### [TEXT BLOCK]
What are amphetamines?

Amphetamines are stimulant type drugs, which are commonly known as speed. Other names for amphetamines include; amph, whiz, billy, sulph or uppers.

Amphetamine sulphate is the powder that is most often sold as speed and is man-made in illegal laboratories. By the time the drug is purchased , it’s probably only around 5% pure the other 95% could contain anything from talcum powder to rat poison.

What do amphetamines look like?

Amphetamines come in the form of tablets or an off white/grey powder. Amphetamines are commonly sold as a wrap. A wrap is usually squares of glossy paper or self sealed plastic bags.

How are amphetamines taken?

Amphetamines can be snorted, smoked, swallowed, injected or mixed into a drink. Snorting amphetamines can damage your nose and injecting them is extremely dangerous. Many serious diseases such as H.I.V. are spread by people sharing needles. Remember, if you must inject, always use a clean needle and never share.

What are the immediate effects of taking amphetamines?

Amphetamines are powerful drugs, they ‘speed’ up your whole body, increasing the heart rate, blood pressure and breathing. Amphetamines make the user feel excited, confident and energetic. Some people use amphetamines to suppress their appetite, so they can go for a long time without eating.

If you take amphetamines day after day you won’t be able to sleep or eat, so you’ll soon get exhausted. You may also experience panic and  hallucinations.

What are the long-term effects of taking amphetamines?

There are many health risks from taking this type of drug. While on the drug the user may become tense and anxious and it can leave them feeling depressed, paranoid and tired for days after. Long-term use can cause mental illness and will put a strain on the heart, due to increased blood pressure.

If you have been taking amphetamines for some time and then you stop, you’ll go through a withdrawal period. This means you will suffer from symptoms such as; cramps, fever, sweating, feelings of extreme fatigue, hunger and depression.

What class drug is an amphetamine?

By law, amphetamines are a class B drug but move up to class A if they are prepared for injection.

### [RECORD EXCERPTS]

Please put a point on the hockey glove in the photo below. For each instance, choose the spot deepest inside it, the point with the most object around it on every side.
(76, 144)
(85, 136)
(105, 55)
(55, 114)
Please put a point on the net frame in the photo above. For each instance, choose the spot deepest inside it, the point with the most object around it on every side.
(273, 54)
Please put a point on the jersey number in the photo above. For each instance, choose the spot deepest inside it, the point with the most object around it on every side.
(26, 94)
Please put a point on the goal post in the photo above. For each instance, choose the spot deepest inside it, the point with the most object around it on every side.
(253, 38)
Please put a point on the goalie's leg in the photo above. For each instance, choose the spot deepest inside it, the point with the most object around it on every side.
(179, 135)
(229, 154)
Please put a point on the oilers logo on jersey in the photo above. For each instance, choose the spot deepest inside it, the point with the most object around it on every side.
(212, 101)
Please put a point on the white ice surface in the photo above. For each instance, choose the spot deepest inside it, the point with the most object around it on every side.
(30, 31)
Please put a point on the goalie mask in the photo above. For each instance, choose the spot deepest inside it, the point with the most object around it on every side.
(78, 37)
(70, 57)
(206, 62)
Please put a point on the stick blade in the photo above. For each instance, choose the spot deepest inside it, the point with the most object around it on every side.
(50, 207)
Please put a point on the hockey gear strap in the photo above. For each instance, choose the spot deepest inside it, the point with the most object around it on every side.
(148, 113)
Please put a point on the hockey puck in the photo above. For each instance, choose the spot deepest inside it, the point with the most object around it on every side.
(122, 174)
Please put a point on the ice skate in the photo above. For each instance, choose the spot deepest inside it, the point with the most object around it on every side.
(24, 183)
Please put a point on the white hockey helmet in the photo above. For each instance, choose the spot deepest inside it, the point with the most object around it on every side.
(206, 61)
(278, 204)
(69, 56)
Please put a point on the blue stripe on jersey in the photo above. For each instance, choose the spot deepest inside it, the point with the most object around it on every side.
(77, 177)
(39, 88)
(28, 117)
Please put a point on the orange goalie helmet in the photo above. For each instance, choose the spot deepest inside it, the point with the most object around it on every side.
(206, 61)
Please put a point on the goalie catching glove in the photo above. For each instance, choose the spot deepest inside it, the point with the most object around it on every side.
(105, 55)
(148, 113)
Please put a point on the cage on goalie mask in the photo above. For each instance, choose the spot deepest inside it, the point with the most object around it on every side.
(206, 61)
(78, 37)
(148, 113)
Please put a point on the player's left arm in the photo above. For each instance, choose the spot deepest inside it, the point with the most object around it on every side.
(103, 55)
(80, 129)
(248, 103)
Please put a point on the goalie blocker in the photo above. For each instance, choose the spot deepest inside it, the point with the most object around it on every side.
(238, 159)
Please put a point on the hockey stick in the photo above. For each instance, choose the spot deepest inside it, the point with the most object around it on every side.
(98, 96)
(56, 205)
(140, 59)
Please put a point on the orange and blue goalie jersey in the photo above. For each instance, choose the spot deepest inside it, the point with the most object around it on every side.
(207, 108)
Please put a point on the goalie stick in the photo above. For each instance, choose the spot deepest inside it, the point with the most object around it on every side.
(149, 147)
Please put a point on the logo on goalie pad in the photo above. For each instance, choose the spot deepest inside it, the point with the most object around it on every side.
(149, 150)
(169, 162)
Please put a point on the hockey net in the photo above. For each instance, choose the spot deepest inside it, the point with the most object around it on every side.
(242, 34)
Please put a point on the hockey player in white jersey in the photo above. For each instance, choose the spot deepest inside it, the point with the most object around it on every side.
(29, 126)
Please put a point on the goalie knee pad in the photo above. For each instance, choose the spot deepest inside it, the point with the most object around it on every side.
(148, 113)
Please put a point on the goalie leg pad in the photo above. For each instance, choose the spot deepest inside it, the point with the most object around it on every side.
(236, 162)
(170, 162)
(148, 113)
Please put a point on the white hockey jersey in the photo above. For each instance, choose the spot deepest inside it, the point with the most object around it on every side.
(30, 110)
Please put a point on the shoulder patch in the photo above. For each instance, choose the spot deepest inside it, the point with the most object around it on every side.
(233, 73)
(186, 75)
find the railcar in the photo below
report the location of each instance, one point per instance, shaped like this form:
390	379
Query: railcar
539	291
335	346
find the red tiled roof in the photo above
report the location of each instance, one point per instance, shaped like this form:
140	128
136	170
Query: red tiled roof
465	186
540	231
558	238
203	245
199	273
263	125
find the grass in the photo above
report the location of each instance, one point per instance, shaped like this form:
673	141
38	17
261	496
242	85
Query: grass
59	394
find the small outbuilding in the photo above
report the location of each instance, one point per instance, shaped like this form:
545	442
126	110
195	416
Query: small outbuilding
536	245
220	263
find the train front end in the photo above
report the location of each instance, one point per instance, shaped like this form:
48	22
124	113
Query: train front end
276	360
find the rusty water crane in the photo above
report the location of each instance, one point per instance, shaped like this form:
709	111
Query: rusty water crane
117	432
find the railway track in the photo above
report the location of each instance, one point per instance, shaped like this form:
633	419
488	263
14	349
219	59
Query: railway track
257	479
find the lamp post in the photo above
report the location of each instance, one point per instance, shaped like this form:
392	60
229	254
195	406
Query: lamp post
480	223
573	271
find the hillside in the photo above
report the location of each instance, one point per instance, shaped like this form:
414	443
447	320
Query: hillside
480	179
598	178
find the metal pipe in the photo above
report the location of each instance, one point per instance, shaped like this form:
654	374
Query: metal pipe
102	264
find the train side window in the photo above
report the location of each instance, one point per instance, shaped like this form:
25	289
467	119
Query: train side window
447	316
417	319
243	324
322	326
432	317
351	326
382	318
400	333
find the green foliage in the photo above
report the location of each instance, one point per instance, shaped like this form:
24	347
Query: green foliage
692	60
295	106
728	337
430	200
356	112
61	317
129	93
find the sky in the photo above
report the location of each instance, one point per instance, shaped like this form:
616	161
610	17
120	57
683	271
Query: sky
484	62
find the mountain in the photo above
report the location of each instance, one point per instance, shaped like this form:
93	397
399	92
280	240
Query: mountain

### [TASKS AND EXERCISES]
#1 Translate this sentence from the text on amphetamines into Spanish: "Amphetamines come in the form of tablets or an off white/grey powder."
#2 According to the text on amphetamines, which legal class do amphetamines move up to when they are prepared for injection?

### [WRITTEN ANSWERS]
#1 Las anfetaminas se presentan en forma de comprimidos o de un polvo blanquecino/gris.

#2 Class A.